→ **ASSIGNED TASK**
Return every record below exactly.

[Stored entries]
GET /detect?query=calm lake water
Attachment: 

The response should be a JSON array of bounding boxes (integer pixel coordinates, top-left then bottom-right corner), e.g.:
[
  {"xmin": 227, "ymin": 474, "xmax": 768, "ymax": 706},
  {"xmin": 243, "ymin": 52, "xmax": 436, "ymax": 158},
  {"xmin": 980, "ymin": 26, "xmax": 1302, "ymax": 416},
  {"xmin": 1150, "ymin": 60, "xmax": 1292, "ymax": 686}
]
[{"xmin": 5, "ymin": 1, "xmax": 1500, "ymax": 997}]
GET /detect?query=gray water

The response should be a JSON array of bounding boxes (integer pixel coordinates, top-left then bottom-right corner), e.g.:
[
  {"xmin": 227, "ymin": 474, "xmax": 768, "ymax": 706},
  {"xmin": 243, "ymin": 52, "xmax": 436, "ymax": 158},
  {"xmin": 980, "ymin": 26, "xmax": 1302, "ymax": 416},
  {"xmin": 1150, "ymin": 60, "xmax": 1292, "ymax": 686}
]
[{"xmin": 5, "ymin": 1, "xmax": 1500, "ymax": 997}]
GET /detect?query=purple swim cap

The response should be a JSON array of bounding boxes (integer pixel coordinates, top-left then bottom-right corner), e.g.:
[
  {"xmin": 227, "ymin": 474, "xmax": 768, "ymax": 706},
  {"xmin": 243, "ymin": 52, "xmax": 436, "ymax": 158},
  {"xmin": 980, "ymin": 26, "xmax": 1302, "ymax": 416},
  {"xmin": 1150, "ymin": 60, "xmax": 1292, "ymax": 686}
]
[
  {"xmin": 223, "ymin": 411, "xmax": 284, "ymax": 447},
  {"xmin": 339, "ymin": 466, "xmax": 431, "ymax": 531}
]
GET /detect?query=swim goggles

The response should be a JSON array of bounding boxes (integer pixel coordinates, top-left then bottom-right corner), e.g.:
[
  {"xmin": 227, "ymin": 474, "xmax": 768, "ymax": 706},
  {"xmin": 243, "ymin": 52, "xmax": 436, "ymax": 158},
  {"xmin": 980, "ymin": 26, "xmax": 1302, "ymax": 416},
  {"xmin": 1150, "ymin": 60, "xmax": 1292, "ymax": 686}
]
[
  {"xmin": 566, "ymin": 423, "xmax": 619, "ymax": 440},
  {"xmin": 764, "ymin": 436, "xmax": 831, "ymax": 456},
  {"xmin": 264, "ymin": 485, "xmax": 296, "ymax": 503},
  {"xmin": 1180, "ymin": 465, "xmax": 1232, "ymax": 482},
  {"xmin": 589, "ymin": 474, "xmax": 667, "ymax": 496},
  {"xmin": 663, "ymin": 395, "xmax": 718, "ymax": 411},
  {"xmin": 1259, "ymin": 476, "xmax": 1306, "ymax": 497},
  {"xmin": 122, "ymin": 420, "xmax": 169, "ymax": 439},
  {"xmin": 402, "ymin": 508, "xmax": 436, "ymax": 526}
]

→ **YOUR RESPONSE**
GET /detect?query=calm lake water
Attachment: 

The response should be a JSON array of bounding boxes (integer pixel coordinates, top-left then bottom-right corner), e.g.:
[
  {"xmin": 227, "ymin": 474, "xmax": 768, "ymax": 706},
  {"xmin": 243, "ymin": 52, "xmax": 436, "ymax": 158},
  {"xmin": 980, "ymin": 26, "xmax": 1302, "ymax": 416},
  {"xmin": 1150, "ymin": 60, "xmax": 1292, "ymax": 686}
]
[{"xmin": 5, "ymin": 1, "xmax": 1500, "ymax": 997}]
GET /detect?query=gray water

The response should be a JSON array of bounding boxes (integer pixel coordinates, top-left then bottom-right corner), e.g.:
[
  {"xmin": 227, "ymin": 474, "xmax": 768, "ymax": 706},
  {"xmin": 243, "ymin": 52, "xmax": 436, "ymax": 158},
  {"xmin": 980, "ymin": 26, "xmax": 1302, "ymax": 416},
  {"xmin": 1150, "ymin": 60, "xmax": 1292, "ymax": 686}
]
[{"xmin": 5, "ymin": 1, "xmax": 1500, "ymax": 997}]
GET /detect?query=purple swim cap

The response should be a JSON array of bounding boxes (integer pixel coordinates, top-left then bottom-right corner), e.g.:
[
  {"xmin": 227, "ymin": 474, "xmax": 768, "ymax": 706},
  {"xmin": 243, "ymin": 52, "xmax": 436, "ymax": 158},
  {"xmin": 980, "ymin": 26, "xmax": 1302, "ymax": 416},
  {"xmin": 1150, "ymin": 60, "xmax": 1292, "ymax": 686}
]
[
  {"xmin": 223, "ymin": 411, "xmax": 284, "ymax": 447},
  {"xmin": 339, "ymin": 466, "xmax": 431, "ymax": 531}
]
GET /detect?query=swim goggles

The response should be a JSON array of bounding boxes (integer pixel coordinates, top-left then bottom-right corner), e.g.:
[
  {"xmin": 227, "ymin": 474, "xmax": 768, "ymax": 706},
  {"xmin": 243, "ymin": 52, "xmax": 436, "ymax": 158},
  {"xmin": 980, "ymin": 26, "xmax": 1302, "ymax": 416},
  {"xmin": 1150, "ymin": 60, "xmax": 1292, "ymax": 686}
]
[
  {"xmin": 566, "ymin": 423, "xmax": 619, "ymax": 440},
  {"xmin": 764, "ymin": 436, "xmax": 831, "ymax": 456},
  {"xmin": 264, "ymin": 485, "xmax": 296, "ymax": 503},
  {"xmin": 1180, "ymin": 465, "xmax": 1232, "ymax": 482},
  {"xmin": 589, "ymin": 474, "xmax": 667, "ymax": 496},
  {"xmin": 663, "ymin": 395, "xmax": 718, "ymax": 411},
  {"xmin": 1259, "ymin": 476, "xmax": 1306, "ymax": 497},
  {"xmin": 122, "ymin": 420, "xmax": 169, "ymax": 439},
  {"xmin": 402, "ymin": 508, "xmax": 436, "ymax": 526}
]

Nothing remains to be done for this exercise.